Exercise instructions –
1. Could you copy the optimistic locking thread word for word, from "On Mon Jan 05 2015 at 2:18:49" to "producer processes (e.g."?
2. Does the optimistic locking thread support each of these statements: (a) the processes that handle events update a secondary store with the current state; (b) Colin Clark recommends using a queuing mechanism as a primary datastore; (c) the sequence AccountClosed -> MoneyWithdrawn is described as valid? Answer each with yes or no and quote the deciding words of the thread exactly.
3. Can you go on with the Kafka optimistic locking thread, starting after its last sentence?

Document segment –
╔══

Re: Optimistic locking

Posted by Daniel Schierbeck <da...@gmail.com>.
Reading your reply again, I'd like to address this:

> Also, it seems like a conflation of concerns - in an event sourcing
model, we save the immutable event, and represent current state in
another, separate
data structure.

That's the idea – events are stored in Kafka and processed sequentially by
a single process per partition. Those processes update a secondary store
(e.g. MySQL) with the "current" state. However, when determining whether an
event is valid, the "current" state must be taken into account. E.g. you
can only withdraw money from an open account, so the event sequence
AccountClosed -> MoneyWithdrawn is invalid. The only way I can think of to
ensure this is the case is to have optimistic locking. Each account would
have a unique key, and in order to write an event to Kafka the secondary
store *must* be up-to-date with the previous events for that key. If not,
it should wait a bit and try again, re-validating the input against the new
state of the world. Is that a completely hopeless idea?

On Mon Jan 05 2015 at 2:18:49 PM Daniel Schierbeck <
daniel.schierbeck@gmail.com> wrote:

> Regarding the use case – some events may only be valid given a specific
> state of the world, e.g. a NewComment event and a PostClosedForComments
> event would be valid only in that order. If two producer processes (e.g.
> two HTTP application processes) tries to write an event each, you may get
> integrity issues depending on the order. In this case, knowing that you
> *must* build upon that latest event for a key will provide application
> authors a way to ensure integrity.
>
> I'm not quite sure I understand the challenge in the implementation – how
> is key-based message expiration implemented, if not with the some mapping
> of message keys to the last written offset? How else would you know whether
> the message you're examining is the last or not?
>
> On Mon Jan 05 2015 at 1:41:39 PM Colin Clark <co...@clark.ws> wrote:
>
>> Hi,
>>
>> Couple of comments on this.
>>
>> What you're proposing is difficult to do at scale and would require some
>> type of Paxos style algorithm for the update only if different - it would
>> be easier in that case to just go ahead and do the update.
>>
>> Also, it seems like a conflation of concerns - in an event sourcing model,
>> we save the immutable event, and represent current state in another,
>> separate data structure.  Perhaps cassandra would work well here - that
>> data model night provide what you're looking for out of the box.
>>
>> Just as I don't recommend people use data stores as queuing mechanisms, I
>> also recommend not using a queuing mechanism as a primary datastore -
>> mixed
>> semantics.
>>
>> --
>> *Colin*
>> +1 612 859-6129
>>
>>
>> On Mon, Jan 5, 2015 at 4:47 AM, Daniel Schierbeck <
>> daniel.schierbeck@gmail.com> wrote:
>>
>> > I'm trying to design a system that uses Kafka as its primary data store
>> by
>> > persisting immutable events into a topic and keeping a secondary index
>> in
>> > another data store. The secondary index would store the "entities". Each
>> > event would pertain to some "entity", e.g. a user, and those entities
>> are
>> > stored in an easily queriable way.
>> >
>> > Kafka seems well suited for this, but there's one thing I'm having
>> problems
>> > with. I cannot guarantee that only one process writes events about an
>> > entity, which makes the design vulnerable to integrity issues.

╚══

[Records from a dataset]
╔══

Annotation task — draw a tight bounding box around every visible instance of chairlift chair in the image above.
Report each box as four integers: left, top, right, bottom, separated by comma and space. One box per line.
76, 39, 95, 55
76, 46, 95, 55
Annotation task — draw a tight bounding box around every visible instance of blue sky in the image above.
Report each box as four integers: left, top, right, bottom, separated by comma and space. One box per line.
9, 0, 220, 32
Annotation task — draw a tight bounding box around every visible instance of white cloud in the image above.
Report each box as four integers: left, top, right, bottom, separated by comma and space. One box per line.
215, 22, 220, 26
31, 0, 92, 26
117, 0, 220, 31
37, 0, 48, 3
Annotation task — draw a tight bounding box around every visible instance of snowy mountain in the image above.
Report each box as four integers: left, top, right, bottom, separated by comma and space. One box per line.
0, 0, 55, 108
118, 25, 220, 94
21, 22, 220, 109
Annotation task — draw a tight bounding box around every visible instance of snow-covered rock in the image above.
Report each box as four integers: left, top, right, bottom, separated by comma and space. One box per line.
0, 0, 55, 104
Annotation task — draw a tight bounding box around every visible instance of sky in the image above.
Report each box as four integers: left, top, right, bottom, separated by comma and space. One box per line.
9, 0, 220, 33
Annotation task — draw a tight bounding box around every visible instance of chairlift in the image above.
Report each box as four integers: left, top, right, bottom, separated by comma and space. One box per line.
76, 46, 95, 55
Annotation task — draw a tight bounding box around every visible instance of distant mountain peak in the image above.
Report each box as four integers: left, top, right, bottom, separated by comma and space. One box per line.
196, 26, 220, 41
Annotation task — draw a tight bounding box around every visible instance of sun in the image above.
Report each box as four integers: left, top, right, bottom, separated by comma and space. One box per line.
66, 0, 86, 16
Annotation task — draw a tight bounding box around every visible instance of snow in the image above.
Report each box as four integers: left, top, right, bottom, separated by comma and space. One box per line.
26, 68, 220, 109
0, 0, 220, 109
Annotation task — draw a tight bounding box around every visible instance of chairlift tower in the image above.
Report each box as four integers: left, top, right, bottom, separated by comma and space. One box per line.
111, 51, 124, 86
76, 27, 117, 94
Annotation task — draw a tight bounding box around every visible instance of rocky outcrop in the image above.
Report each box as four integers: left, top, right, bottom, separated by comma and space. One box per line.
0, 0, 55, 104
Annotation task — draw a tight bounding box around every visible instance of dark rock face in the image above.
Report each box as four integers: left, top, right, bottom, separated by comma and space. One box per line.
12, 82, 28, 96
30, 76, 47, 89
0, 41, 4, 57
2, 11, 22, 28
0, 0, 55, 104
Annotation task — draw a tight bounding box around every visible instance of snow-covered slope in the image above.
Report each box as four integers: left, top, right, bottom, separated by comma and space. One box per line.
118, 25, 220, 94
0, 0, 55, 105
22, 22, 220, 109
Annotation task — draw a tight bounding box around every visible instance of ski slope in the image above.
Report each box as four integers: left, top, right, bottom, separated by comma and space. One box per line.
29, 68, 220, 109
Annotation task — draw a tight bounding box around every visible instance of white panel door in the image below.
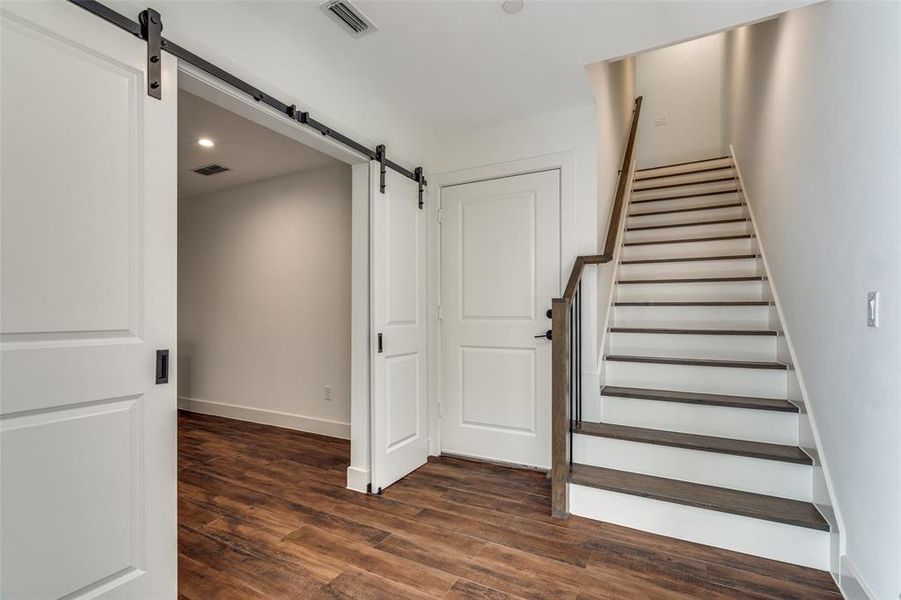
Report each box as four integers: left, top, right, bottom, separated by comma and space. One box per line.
441, 170, 560, 468
0, 2, 177, 599
370, 166, 428, 492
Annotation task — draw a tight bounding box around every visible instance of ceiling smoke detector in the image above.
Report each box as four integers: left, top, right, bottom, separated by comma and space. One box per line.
319, 0, 379, 38
194, 165, 230, 177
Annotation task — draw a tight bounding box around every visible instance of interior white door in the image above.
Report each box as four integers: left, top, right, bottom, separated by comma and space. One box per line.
0, 2, 177, 599
441, 170, 560, 468
370, 166, 428, 492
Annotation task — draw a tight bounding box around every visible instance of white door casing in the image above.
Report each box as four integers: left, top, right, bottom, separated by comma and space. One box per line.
441, 170, 561, 468
370, 165, 428, 492
0, 2, 177, 599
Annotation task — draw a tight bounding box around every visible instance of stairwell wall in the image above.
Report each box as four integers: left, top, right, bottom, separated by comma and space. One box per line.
724, 2, 901, 599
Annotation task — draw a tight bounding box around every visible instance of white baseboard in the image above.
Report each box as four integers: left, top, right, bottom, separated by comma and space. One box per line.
178, 397, 348, 438
838, 554, 876, 600
347, 467, 370, 493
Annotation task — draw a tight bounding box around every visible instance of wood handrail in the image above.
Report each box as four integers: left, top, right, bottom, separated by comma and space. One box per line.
551, 96, 642, 517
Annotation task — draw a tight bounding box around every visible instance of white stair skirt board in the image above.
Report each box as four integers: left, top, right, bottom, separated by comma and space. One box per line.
623, 219, 752, 244
600, 396, 799, 446
626, 202, 748, 227
604, 360, 787, 398
631, 179, 738, 202
617, 258, 763, 279
569, 484, 830, 571
632, 167, 736, 190
614, 281, 766, 302
573, 433, 813, 502
609, 331, 776, 361
629, 192, 742, 217
635, 156, 732, 181
611, 305, 772, 329
622, 237, 757, 260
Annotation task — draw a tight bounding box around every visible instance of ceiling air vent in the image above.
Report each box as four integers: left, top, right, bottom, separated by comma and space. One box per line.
320, 0, 378, 38
194, 165, 229, 177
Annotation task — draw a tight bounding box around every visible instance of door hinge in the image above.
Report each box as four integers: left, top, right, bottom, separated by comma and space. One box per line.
156, 350, 169, 384
138, 8, 163, 100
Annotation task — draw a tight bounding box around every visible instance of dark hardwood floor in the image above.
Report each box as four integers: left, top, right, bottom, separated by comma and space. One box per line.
178, 413, 840, 600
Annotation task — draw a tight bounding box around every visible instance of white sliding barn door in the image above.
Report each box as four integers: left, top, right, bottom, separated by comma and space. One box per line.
0, 2, 177, 600
371, 170, 428, 492
441, 170, 560, 468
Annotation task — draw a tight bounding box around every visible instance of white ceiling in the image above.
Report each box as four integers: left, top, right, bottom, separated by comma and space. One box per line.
116, 0, 812, 150
178, 90, 338, 199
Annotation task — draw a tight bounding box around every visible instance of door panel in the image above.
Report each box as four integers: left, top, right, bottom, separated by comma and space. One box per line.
441, 171, 560, 467
0, 2, 177, 598
371, 172, 428, 491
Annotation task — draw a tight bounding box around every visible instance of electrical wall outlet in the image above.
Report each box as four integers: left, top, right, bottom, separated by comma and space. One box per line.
867, 292, 879, 327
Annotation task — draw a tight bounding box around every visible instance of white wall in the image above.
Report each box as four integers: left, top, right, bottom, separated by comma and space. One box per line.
178, 165, 351, 437
724, 2, 901, 599
635, 34, 728, 168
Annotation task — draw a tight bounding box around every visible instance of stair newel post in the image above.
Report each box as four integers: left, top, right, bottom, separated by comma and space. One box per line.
551, 298, 572, 517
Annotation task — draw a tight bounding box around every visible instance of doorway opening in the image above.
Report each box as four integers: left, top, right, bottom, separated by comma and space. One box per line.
176, 85, 353, 572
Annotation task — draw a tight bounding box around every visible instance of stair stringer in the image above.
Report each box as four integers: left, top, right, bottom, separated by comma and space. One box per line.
729, 144, 845, 582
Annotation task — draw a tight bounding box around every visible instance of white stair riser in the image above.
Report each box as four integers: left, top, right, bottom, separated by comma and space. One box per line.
601, 396, 799, 446
573, 434, 813, 502
635, 157, 732, 181
632, 168, 735, 190
615, 281, 766, 302
619, 258, 764, 279
622, 237, 757, 260
611, 306, 772, 329
627, 192, 742, 217
569, 484, 830, 571
623, 221, 753, 243
604, 360, 786, 398
631, 180, 736, 202
626, 202, 748, 227
609, 331, 776, 361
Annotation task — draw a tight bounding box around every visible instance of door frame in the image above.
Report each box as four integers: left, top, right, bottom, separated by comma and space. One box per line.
177, 61, 403, 492
426, 150, 578, 456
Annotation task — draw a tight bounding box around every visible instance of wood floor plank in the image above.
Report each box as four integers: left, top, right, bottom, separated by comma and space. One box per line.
178, 412, 839, 600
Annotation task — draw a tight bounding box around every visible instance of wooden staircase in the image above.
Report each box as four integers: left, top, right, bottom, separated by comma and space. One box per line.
568, 157, 829, 570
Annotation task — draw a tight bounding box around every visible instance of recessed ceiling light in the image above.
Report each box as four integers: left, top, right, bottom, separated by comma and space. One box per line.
502, 0, 525, 15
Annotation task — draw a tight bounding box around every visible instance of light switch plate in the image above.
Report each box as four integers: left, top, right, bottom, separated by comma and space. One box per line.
867, 292, 879, 327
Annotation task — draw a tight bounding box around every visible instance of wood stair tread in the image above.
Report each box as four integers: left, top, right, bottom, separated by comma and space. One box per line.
632, 176, 735, 192
629, 188, 738, 204
626, 217, 748, 231
609, 327, 778, 336
635, 156, 732, 173
605, 354, 788, 371
601, 385, 799, 413
574, 421, 813, 465
613, 300, 770, 306
629, 202, 744, 217
616, 275, 766, 285
569, 464, 829, 531
623, 233, 754, 246
619, 254, 759, 265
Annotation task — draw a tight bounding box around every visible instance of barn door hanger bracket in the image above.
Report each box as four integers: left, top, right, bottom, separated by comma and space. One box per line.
138, 8, 163, 100
413, 167, 426, 210
375, 144, 388, 194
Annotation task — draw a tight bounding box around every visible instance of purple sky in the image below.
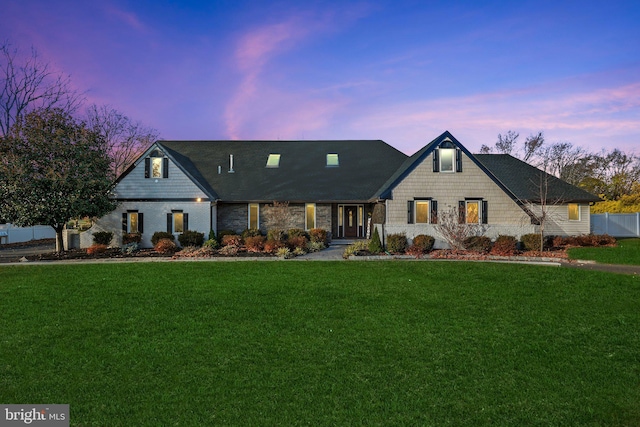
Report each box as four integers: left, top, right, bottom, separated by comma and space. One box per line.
0, 0, 640, 154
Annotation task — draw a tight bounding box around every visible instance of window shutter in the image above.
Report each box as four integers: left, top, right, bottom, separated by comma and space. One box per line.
433, 148, 440, 172
431, 200, 438, 224
458, 200, 467, 224
456, 148, 462, 172
407, 200, 414, 224
482, 200, 489, 224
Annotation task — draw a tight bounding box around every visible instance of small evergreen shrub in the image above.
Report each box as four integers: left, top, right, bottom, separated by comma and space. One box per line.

╚══

Outputs for the tasks –
1.
On Mon Jan 05 2015 at 2:18:49 PM Daniel Schierbeck <
daniel.schierbeck@gmail.com> wrote:

> Regarding the use case – some events may only be valid given a specific
> state of the world, e.g. a NewComment event and a PostClosedForComments
> event would be valid only in that order. If two producer processes (e.g.

2.
(a) Yes: "Those processes update a secondary store (e.g. MySQL) with the "current" state."
(b) No: "also recommend not using a queuing mechanism as a primary datastore"
(c) No: "the event sequence AccountClosed -> MoneyWithdrawn is invalid"

3.
>> >
>> > For example, say that a user can have multiple email addresses assigned,
>> > and the EmailAddressRemoved event is published when the user removes
>> one.
>> > There's an integrity constraint, though: every user MUST have at least
>> one
>> > email address. As far as I can see, there's no way to stop two separate
>> > processes from looking up a user entity, seeing that there are two email
>> > addresses assigned, and each publish an event. The end result would
>> violate
>> > the contraint.
>> >
>> > If I'm wrong in saying that this isn't possible I'd love some feedback!
>> >
>> > My current thinking is that Kafka could relatively easily support this
>> kind
>> > of application with a small additional API. Kafka already has the
>> abstract
>> > notion of entities through its key-based retention policy. If the
>> produce
>> > API was modified in order to allow an integer OffsetConstraint, the
>> > following algorithm could determine whether the request should proceed:
>> >
>> > 1. For every key seen, keep track of the offset of the latest message
>> > referencing the key.
>> > 2. When an OffsetContraint is specified in the produce API call, compare
>> > that value with the latest offset for the message key.
>> > 2.1. If they're identical, allow the operation to continue.
>> > 2.2. If they're not identical, fail with some OptimisticLockingFailure.
>> >
>> > Would such a feature be completely out of scope for Kafka?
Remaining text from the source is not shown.